Transcribe each record below character for character.

------------

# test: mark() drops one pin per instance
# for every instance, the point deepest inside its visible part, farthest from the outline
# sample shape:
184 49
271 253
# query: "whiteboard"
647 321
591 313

------------

Solved problem
# test: mark() drops one pin per instance
# for every instance, the point deepest inside its visible part, farthest from the outline
# sample shape:
184 49
271 253
# query: "whiteboard"
647 321
591 313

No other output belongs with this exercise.